What you should do:
Every record must be transcribed in its entirety, apart from the images, which are to be omitted.

Excerpted data:
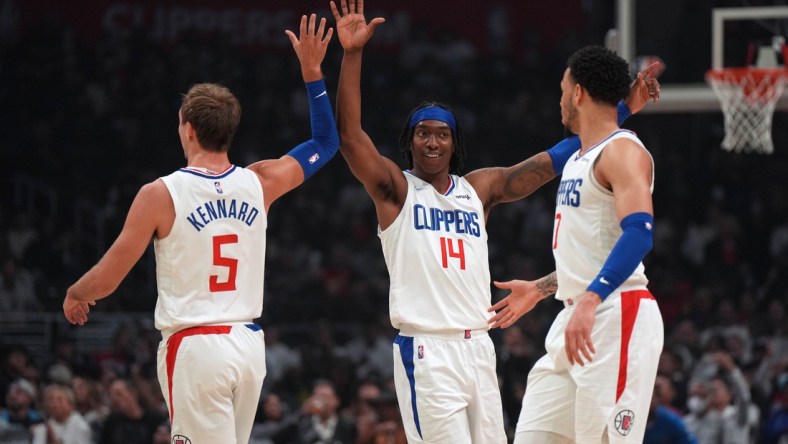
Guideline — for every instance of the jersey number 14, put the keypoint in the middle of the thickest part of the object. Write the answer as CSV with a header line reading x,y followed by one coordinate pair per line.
x,y
448,250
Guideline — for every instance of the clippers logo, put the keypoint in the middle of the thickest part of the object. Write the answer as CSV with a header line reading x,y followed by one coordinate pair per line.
x,y
624,421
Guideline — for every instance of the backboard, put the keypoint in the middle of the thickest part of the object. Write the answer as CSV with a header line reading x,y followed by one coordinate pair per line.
x,y
694,36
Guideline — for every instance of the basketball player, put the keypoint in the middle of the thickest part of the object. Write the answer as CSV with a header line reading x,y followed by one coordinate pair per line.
x,y
208,222
595,383
432,229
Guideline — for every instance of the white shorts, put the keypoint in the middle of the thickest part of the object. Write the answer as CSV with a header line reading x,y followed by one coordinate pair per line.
x,y
609,396
447,387
211,377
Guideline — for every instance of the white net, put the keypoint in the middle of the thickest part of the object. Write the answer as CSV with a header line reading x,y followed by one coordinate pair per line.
x,y
748,97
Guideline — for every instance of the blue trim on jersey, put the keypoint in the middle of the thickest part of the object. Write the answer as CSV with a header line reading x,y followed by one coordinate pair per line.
x,y
562,151
208,176
406,352
602,142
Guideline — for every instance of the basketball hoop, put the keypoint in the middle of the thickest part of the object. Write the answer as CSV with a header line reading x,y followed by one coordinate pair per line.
x,y
748,97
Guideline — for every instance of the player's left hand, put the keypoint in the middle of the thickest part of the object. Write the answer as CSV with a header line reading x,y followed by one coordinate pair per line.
x,y
76,312
645,87
577,336
523,297
310,46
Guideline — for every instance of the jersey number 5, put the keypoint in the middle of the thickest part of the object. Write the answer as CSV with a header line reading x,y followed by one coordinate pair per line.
x,y
447,251
221,261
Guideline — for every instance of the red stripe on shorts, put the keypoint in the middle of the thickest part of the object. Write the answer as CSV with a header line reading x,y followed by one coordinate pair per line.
x,y
174,342
630,302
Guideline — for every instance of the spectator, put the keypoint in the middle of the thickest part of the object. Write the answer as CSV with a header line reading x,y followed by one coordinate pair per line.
x,y
665,425
362,411
20,412
65,425
275,422
320,421
162,433
129,422
16,365
388,428
90,403
720,407
282,362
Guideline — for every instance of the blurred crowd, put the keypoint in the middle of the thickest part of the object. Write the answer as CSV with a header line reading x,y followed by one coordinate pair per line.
x,y
84,126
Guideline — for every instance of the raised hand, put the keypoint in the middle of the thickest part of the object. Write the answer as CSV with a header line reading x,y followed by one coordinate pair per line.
x,y
645,87
352,28
310,46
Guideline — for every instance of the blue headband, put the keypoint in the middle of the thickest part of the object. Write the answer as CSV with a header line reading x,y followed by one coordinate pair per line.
x,y
433,113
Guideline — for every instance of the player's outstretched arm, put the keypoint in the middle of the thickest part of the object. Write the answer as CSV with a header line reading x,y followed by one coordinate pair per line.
x,y
506,184
523,298
138,230
381,177
279,176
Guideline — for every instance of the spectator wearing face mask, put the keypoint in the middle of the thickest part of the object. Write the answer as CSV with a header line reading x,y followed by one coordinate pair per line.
x,y
719,408
664,424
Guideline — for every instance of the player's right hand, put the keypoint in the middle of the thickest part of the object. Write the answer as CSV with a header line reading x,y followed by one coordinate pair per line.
x,y
522,299
76,312
352,28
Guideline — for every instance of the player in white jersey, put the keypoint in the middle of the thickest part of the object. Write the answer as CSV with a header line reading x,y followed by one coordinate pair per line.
x,y
595,383
208,221
432,228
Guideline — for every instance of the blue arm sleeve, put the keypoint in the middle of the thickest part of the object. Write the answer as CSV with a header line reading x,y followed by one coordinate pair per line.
x,y
564,149
633,245
317,151
623,112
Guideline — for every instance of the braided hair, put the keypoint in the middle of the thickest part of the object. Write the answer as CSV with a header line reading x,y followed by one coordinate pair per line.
x,y
458,139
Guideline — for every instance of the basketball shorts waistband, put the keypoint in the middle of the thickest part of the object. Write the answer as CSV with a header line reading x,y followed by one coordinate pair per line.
x,y
639,294
454,334
211,329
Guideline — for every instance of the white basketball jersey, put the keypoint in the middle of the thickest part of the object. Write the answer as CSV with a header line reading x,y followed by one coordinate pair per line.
x,y
436,253
209,269
586,226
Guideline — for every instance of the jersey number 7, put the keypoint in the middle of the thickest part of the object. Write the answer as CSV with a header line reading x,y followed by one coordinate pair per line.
x,y
221,261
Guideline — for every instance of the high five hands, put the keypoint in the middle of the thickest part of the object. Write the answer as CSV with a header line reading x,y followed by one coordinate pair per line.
x,y
310,46
352,28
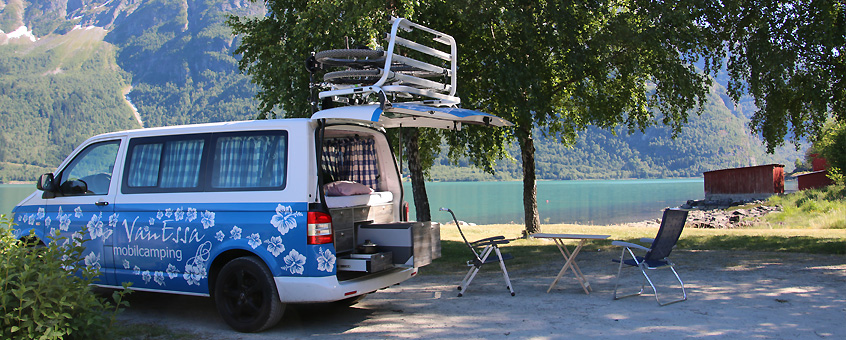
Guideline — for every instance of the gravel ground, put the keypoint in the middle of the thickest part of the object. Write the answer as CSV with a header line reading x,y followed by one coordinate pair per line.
x,y
730,295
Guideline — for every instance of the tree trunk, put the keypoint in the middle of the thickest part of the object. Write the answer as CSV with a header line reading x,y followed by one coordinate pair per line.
x,y
530,188
418,184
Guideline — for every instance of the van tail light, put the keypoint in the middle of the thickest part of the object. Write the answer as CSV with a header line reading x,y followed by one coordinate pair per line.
x,y
319,228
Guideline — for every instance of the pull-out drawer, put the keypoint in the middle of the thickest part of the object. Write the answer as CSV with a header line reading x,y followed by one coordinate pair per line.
x,y
370,263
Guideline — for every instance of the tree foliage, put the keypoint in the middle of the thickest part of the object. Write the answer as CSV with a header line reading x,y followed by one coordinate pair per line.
x,y
790,56
275,47
832,147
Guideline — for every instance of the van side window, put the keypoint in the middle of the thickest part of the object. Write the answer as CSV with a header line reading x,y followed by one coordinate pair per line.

Output for this exercise:
Guideline — for every instance of the jersey number 14, put the keypoint in the middle of the thickest part of the object. Write the answer as CSV with a header line reading x,y followed by one coordinate pair per line.
x,y
448,250
Guideline — for every instance of the clippers logo, put the keypoint in the middle of the thickest part of the object. Write the answer as CSV with a header line reading x,y followed by one coordinate pair per line.
x,y
624,421
Guideline — for every instance of the backboard, put the keypoint in the middle of the thickest part of the object. Write the answer as CSV with a header line reading x,y followed by one coordinate pair per line.
x,y
694,36
Guideline — for every instance of the basketball player, put the keypoint in the middle of the thickest part of the object. Write the answer as CSV with a header line reading x,y followed by one coordinate pair per line.
x,y
208,222
595,383
432,229
Guideline — for every instance of the white shorts, put the keypoint in the middle of the thickest part of the object. Write the answer as CSV with a header line reading x,y followed by one coordinate pair per line.
x,y
609,396
447,387
211,377
Guideline — for every instance of the white net, put the keypoint in the middle of the thickest part of the object. Write the answer as CSV with a header line reading x,y followed by one coordinate pair per line.
x,y
748,97
Guideline — for every instance of the blue trim on jersey, put the keypoint in the middle of the thickest part of the object. Write the answer as CSV with a header line reading x,y followed by one coordinate pair per line.
x,y
562,151
208,176
406,352
602,142
Guideline — for every instance of the basketball hoop, put the keypoint in the middle of the thickest part of the object. Write the answer as CSV with a header line reading x,y followed by one coordinate pair per line.
x,y
748,97
Guideline — for every instance of the player's left hand, put the keypoint in the middle of the thickest part of the object. Write the answer as CSV with a header line reading x,y followed by one coordinate pair per line.
x,y
76,312
645,87
577,336
523,297
310,46
Guideline — for every instance of the jersey number 5, put the keypoint in the middle of the thickest part of the object. Write the answer as CSV with a header line reading x,y followed by one coordinate pair per line.
x,y
447,251
221,261
Guideline — for every instance of the red stripe on shorts, put the keypoint in the middle of the thickest part of the object. Write the answer as CSV with a header line reading x,y followed by one coordinate pair per line.
x,y
174,342
630,302
Guideline — for every instance of the spectator, put the keypoint in the middle of the thickest part of the object. Write the answer as CSV with a header line reading x,y followed by one coordinate pair per line.
x,y
665,425
362,411
20,412
65,425
275,422
320,421
162,433
129,422
16,365
388,428
90,403
720,407
282,362
Guideline — for every instance of the blurred crowd, put the keypoint in the middle of the thickest part of the object. Write the answer as CSV with a header line reading x,y followed by one coordinate pair per line.
x,y
84,126
Guideline — for every instance of the raised hand, put the keypoint in the middle of the thickest part of the object. Write the answer as CSV with a header line reading x,y followed by one coordinate pair per line.
x,y
645,87
352,28
310,46
Guideline — for every instance of the blue headband, put the keypoint in the middle of the thickest part of the object. Write the answer as CSV with a header line reading x,y followed by one coordinate pair per line.
x,y
433,113
Guideline — for every instance of the player's outstretched arm, put the keypoint in the middle of the thickest part of the object. Write the answer as CSV with a header line reading x,y followed by one coordinate pair per line.
x,y
506,184
523,298
138,230
381,177
279,176
Guideline — for every instance of the spectator wearing face mask, put the keypoint in the middle of the thickest part of the object. Write the answer as CSV with a header line reading x,y followed by one coordinate pair per line.
x,y
719,408
664,424
Guideline — for every instance of the player's right hand, put the keypoint in the middle of the thickest part of the object. Write the answer as CSV with a header line reading x,y followed by one coordinate pair per line.
x,y
522,299
76,312
352,28
Guideline — for every instance of the player in white jersey, put the keypoint in the middle of the thickest part of the object. Write the answer as CSV with a header line reading x,y followed by one coordinate pair per line.
x,y
595,383
208,221
432,228
Guideline — for every instance of the blue arm sleeve, put the keypoint in the middle of the thickest part of the object. Write the answer as CSV with a header line reading x,y followed by one coordinate pair per line.
x,y
564,149
633,245
317,151
623,112
Guideline — for every instance of the braided hair, put the keypoint in the middle of the thickest part of the object. Write the answer as CSV with a header line reading x,y followed by one coordinate pair per line.
x,y
458,139
Guideline — for every instance of the basketball shorts waistband, put the keypoint in the middle of the thickest part of the object. Write the answer as CSV with a header line reading x,y followed by one coordinate pair per line.
x,y
639,294
454,334
211,329
Guideline — for every instance of the white basketball jersey, put the keypoint in the middle of the thickest part of the object. Write the answer as CSV with a header line reading x,y followed by one coordinate pair per line.
x,y
436,253
209,269
586,226
Guideline — for every instance of the jersey number 7, put the keypoint in the middle of the thickest part of the object. Write the answer as CSV with a header line reading x,y followed by one coordinate pair per line.
x,y
221,261
Guideline — for every instance of the high five hands, put the keypoint in the middle of the thickest part of the object. Write the answer as CSV with a header line reading x,y followed by one coordinate pair per line.
x,y
310,46
352,28
Guideline — for every instance of the gravel ground, put the keypoint in the middle of the thickest part of the object. Write the answer as CSV with a header line reading x,y followed by one coordinate pair per line.
x,y
730,295
Guideline — for every instance of the tree trunk, put the keypoint in the middle of the thickest part of the object. Write the answer as CSV with a header line reading x,y followed by one coordinate pair per line.
x,y
530,188
418,184
Guideline — for every instance of the van tail light, put the keypoint in the middle of the thickest part of the object. Write the answer as CSV with a header line reading x,y followed by one coordinate pair per line.
x,y
319,228
Guideline — for every instance of the pull-out drawer, put the keypoint in the middle of the thickest part of the object. Write the answer as CSV with a header line reading x,y followed by one coordinate pair per line.
x,y
370,263
Guideline — for every instance of the tree foliage, put the keypoint in the middle of the thickest part of the object. Write the answer as CSV with a header line reading x,y followed by one coordinate pair per line.
x,y
790,56
275,47
832,147
Guideline — for every instance of the van side window, put the keypoint in the middle of the thickest part of the object. Write the answer as CSV with a header line reading x,y followed by one coordinate pair per line.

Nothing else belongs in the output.